TASK DETAILS: Look through the listing below and work out how many of its lines hold the word "tram". Give only the number.

--- START ---

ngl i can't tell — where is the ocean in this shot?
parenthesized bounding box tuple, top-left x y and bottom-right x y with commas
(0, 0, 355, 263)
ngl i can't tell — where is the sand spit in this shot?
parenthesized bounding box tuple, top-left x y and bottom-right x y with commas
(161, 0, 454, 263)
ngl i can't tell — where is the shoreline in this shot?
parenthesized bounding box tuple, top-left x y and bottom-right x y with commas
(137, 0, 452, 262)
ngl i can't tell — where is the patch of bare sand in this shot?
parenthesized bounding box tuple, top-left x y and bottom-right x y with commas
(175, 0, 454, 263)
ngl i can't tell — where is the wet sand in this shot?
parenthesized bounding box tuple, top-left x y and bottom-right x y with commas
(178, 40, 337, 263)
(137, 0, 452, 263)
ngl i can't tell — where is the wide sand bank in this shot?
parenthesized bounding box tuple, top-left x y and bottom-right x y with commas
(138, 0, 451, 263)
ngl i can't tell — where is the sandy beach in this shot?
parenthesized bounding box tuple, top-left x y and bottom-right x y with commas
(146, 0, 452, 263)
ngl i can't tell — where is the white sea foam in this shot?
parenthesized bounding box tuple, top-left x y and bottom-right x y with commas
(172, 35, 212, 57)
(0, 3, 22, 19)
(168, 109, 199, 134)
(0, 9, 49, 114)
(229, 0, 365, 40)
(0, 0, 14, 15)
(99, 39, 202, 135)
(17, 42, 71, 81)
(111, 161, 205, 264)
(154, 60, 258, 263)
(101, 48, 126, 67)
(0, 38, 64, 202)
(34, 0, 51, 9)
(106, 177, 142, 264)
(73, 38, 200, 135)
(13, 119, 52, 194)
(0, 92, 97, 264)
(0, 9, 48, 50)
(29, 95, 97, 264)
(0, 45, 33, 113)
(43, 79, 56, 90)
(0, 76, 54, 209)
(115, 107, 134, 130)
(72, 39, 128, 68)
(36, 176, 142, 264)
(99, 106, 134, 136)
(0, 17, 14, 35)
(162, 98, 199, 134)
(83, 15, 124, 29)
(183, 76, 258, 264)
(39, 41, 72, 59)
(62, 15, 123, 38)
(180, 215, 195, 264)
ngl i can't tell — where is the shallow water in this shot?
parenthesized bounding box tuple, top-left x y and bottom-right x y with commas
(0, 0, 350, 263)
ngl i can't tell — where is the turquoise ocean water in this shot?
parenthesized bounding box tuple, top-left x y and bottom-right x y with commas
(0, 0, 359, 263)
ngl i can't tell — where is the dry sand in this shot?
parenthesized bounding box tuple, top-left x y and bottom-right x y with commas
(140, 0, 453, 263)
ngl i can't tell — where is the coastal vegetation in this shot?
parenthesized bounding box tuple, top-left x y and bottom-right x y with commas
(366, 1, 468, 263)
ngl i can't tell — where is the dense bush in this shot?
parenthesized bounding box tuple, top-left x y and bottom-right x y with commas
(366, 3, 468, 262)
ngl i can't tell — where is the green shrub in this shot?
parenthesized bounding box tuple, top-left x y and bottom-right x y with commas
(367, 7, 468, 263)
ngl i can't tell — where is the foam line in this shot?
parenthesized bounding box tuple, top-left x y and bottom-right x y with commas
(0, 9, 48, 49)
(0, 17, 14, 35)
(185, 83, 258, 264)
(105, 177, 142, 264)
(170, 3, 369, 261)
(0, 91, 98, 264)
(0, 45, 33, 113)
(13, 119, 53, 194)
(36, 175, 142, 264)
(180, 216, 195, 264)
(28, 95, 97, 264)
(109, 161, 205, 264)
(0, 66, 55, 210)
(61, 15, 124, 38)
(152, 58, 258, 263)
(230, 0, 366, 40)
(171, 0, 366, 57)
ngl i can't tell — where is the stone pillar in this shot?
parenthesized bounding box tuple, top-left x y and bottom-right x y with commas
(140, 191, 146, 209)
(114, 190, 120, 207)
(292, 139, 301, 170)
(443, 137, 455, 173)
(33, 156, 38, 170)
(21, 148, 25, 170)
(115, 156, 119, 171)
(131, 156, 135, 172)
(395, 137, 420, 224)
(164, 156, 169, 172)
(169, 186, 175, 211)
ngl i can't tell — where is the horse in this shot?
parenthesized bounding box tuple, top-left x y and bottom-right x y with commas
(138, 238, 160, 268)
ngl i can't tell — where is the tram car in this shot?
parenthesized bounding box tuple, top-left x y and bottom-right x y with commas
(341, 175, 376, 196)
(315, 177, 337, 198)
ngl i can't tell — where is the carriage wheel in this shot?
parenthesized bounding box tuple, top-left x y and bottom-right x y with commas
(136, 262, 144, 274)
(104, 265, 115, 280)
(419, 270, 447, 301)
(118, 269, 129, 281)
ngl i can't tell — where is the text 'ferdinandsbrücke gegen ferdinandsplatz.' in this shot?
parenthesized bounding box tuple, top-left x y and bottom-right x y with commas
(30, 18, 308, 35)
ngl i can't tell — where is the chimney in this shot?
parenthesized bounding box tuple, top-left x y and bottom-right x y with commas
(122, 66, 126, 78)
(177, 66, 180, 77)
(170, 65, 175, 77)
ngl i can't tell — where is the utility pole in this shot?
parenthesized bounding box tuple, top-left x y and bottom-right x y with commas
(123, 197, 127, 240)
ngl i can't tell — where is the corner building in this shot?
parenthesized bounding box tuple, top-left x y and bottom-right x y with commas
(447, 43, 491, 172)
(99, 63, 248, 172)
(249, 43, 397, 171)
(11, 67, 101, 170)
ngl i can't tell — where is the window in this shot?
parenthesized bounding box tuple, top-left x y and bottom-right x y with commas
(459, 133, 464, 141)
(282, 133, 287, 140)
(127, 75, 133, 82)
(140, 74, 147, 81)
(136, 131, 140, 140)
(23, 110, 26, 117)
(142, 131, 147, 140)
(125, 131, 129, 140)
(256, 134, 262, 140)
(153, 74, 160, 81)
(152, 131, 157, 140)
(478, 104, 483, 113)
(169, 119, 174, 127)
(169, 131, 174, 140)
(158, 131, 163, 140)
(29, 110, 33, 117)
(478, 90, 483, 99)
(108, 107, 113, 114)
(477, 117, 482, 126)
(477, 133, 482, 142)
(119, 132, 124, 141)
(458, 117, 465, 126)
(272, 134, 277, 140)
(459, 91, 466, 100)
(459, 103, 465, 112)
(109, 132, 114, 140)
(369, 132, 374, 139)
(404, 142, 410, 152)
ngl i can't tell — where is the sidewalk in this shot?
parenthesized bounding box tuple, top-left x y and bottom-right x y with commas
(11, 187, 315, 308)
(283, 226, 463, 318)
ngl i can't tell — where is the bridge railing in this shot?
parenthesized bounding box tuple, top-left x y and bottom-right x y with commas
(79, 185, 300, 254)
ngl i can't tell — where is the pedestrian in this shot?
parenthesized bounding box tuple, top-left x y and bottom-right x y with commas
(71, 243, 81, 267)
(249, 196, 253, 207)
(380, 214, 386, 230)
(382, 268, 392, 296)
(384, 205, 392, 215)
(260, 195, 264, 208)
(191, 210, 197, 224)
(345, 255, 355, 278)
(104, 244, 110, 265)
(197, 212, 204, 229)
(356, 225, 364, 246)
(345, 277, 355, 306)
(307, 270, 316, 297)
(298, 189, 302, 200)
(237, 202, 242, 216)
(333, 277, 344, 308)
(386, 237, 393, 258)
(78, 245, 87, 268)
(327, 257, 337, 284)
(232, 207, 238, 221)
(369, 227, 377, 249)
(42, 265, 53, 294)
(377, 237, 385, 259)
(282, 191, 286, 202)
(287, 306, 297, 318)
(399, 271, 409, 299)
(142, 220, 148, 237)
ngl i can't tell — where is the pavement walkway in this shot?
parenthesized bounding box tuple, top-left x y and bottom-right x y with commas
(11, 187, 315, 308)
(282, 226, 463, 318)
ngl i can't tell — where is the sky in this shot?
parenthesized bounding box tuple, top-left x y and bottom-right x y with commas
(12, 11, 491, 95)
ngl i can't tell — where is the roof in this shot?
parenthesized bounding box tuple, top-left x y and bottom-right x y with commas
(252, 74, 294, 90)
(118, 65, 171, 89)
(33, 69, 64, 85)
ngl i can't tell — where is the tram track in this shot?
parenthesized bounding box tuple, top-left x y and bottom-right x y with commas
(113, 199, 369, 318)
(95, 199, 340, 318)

--- END ---

ANSWER SPACE: 2